THIS AMENDMENT NO. 1 dated as of May 1, 2009 (this “ Amendment ”), is entered into by and between NIC, INC. , a Colorado corporation, as the Borrower (the “ Borrower ”) and BANK OF AMERICA, N.A. , a national banking association, as Lender (the “ Lender ”).

 

RECITALS

 

A.             The Borrower and the Lender have entered into that certain Credit Agreement dated as of May 2, 2007 as modified by that certain Limited Waiver thereto dated July 22, 2008 (as so modified, the “ Credit Agreement ”).

 

B.             The Borrower and the Lender have agreed to certain amendments to the Credit Agreement as more fully described herein.

 

C.             The Amendment is subject to the representations and warranties of the Borrower and upon the terms and conditions set forth in this Amendment.

__WRITTEN TASK 1__
According to the amendment, on what date was the original Credit Agreement dated?
__WRITTEN TASK 2__
Quote the amendment starting with "THIS AMENDMENT NO." and going on through "fully described herein.".
The data after this amendment comes from a different source.

__PROVIDED DATA__

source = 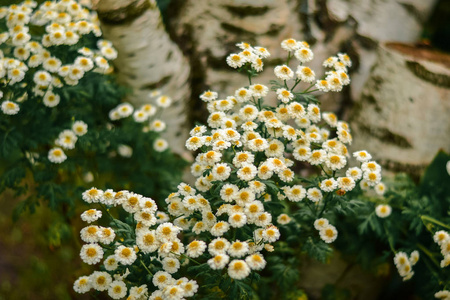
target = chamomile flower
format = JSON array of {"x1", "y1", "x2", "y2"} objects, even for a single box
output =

__FINAL ANSWER 1__
May 2, 2007.

__FINAL ANSWER 2__
THIS AMENDMENT NO. 1 dated as of May 1, 2009 (this “ Amendment ”), is entered into by and between NIC, INC. , a Colorado corporation, as the Borrower (the “ Borrower ”) and BANK OF AMERICA, N.A. , a national banking association, as Lender (the “ Lender ”).

 

RECITALS

 

A.             The Borrower and the Lender have entered into that certain Credit Agreement dated as of May 2, 2007 as modified by that certain Limited Waiver thereto dated July 22, 2008 (as so modified, the “ Credit Agreement ”).

 

B.             The Borrower and the Lender have agreed to certain amendments to the Credit Agreement as more fully described herein.